When the dead heat was announced Reid offered to play again, performing any of the other tunes from the set list. Ross, presumably believing he should have won outright, refused.

It went to the Piobaireachd Society for a decision and after months of wrangling the Clasp was awarded to Ross. This was to be Ross’s seventh Clasp and would have been Reid’s second.

The Northern Meeting programme lists past winners (above) which show just that (not last year when a truncated list was printed), but Craigie states that this record is wrong and should show Ross and Reid tying for the 1923 prize.

The other remarkable thing about the tape is a recording from 1899 of John MacColl playing. It is very short but of considerable historic interest. Listen to the end:

Craigie mentions John MacColl as a famous ‘piobaireachd player’. Whilst he was certainly that, winning the top awards, he will be better known to the modern-day piper as the composer of such popular 2/4 marches Mrs John MacColl, Arthur Bignold and Dugald MacColl’s Farewell to France to name but three.

- DATA SHOWN:
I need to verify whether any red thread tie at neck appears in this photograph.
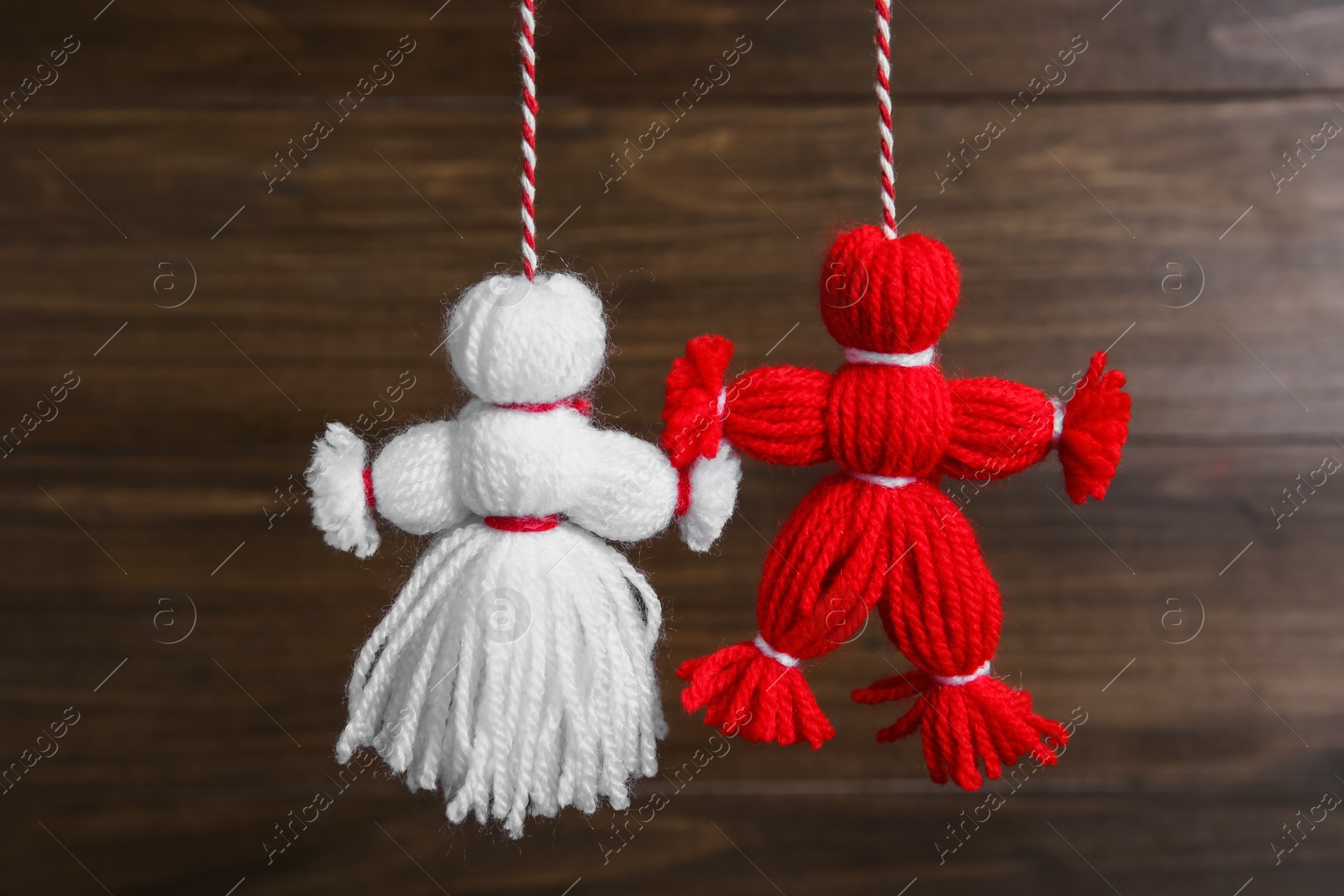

- WHAT TO DO:
1. According to the passage on the 1923 Clasp, which body made the final decision after the dead heat between Ross and Reid?
2. Write the next part of the passage on the 1923 Clasp, picking up after its final sentence.

- SET OF ANSWERS:
1. The Piobaireachd Society.

2.
For himself, Craigie Calder describes being born on an estate in Aberdeenshire. The lady of the manor, Lady Glasgow, presumptuously asked his father that he be named after the estate, Craigmyle. This was shortened to Craig.

Craigie talks of how he played football in the Boys’ Brigade, at junior level and in the church’s league in Glasgow (one of the toughest amateur leagues of the time), but there is nothing on how he learned the pipes. I presume this was in the BB.